=== Text zum Lesen ===
= = =

Konzert für Violine und enttäuschten Hörer

von Rainer Aschemeier  •  29. September 2011
Katalog-Nr.: BNL 112964 / EAN: 3491421129642

Der französische Komponist Théodore Dubois dürfte vor allem Liebhabern von Orgelmusik bekannt sein; gehört er doch zu den produktivsten Komponisten für dieses Instrument, die im 19./20. Jahrhundert gelebt haben und war ab 1855 zudem erster Organist des berühmten Pariser Invalidendoms. Ähnlich wie im Falle Charles Marie Widor, deren Zeitgenosse Dubois war, wird das Werk dieses interessanten Komponisten ungerechtfertigterweise zumeist auf die zugegebenermaßen schönen und eindrucksvollen Orgelwerke reduziert.
Théodore Dubois schrieb jedoch auch viel Kammermusik für Streicher und Klavier, beträchtliche Mengen an Orchesterwerken und sogar fünf Opern.

Das französische Klein-Label BNL (in Deutschland im Vertrieb von Harmonia Mundi) hat nun eine erfreuliche Pioniertat vollbracht und serviert uns die Weltersteinspielung des Dubois’schen Violinkonzerts, das bislang wohl nur Spezialisten ein Begriff gewesen sein dürfte. BNL engagierte für die Umsetzung den renommierten französischen Geiger Frédéric Pélassy, der als „Wunderkind“ Furore machte und im Alter von zarten zwölf Jahren für einen Zeitraum von vier Jahren in die Obhut von Yehudi Menuhin gegeben wurde, der als Lehrmeister par excellence unüberhörbar den Stil Pélassys bis heute geprägt hat.

= = =

=== Gegebene Daten ===

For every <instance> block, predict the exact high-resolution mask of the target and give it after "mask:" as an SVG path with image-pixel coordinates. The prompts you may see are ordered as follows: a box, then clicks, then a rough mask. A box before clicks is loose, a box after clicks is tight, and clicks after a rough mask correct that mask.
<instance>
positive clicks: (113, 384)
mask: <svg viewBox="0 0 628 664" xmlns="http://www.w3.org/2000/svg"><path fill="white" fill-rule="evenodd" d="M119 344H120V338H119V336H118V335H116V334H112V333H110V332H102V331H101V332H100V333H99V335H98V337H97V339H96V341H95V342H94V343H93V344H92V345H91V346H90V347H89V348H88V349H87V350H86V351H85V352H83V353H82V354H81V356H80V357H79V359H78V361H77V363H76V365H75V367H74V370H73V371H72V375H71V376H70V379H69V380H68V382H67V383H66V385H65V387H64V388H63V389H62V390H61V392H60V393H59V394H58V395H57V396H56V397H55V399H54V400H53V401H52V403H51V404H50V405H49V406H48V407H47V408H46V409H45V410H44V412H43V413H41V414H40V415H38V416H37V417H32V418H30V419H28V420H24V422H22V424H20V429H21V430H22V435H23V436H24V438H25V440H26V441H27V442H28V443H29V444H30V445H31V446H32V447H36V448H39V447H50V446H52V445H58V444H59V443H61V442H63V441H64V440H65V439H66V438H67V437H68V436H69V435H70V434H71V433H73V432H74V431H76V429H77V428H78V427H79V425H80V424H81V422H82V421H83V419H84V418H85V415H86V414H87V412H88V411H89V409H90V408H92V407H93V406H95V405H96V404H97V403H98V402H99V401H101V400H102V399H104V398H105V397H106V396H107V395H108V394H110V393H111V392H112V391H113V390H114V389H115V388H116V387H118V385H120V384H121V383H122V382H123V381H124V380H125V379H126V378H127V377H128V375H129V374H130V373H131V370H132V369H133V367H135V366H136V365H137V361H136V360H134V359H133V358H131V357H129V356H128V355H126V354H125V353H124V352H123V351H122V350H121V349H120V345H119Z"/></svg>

= = =

=== Deine Aufgaben ===
#1 Beantworte kurz diese Fragen zum Text über Théodore Dubois:
(a) Ab welchem Jahr war Dubois erster Organist des Pariser Invalidendoms?
(b) Wie viele Opern schrieb Dubois?
(c) Wie alt war Frédéric Pélassy, als er in die Obhut von Yehudi Menuhin kam?
#2 Setze den Text über Théodore Dubois nach seinem letzten Satz fort.

=== Deine Antworten ===
#1
(a) Ab 1855.
(b) Fünf.
(c) Zwölf Jahre.

#2
Mindestens ebenso renommiert (eher etwas mehr) ist das auf der Aufnahme zu hörende Orchester: Die Slowakische Staatsphilharmonie, die auf über 150 CD-Aufnahmen zurückblicken kann, darunter solche Großtaten, wie etwa die sehr schöne Gesamtaufnahme der Sinfonien Loius Spohrs für „Marco Polo“ aus den 1990-er-Jahren. Die Slowakische Staatsphilharmonie aus Košice musiziert bei dieser Aufnahme unter der Leitung ihres derzeitigen Chefdirigenten Zbynek Müller, der zu Anfang des Jahrtausends für einige Jahre Assistent von Vladimir Ashekanzy bei der Tschechischen Philharmonie in Prag gewesen war.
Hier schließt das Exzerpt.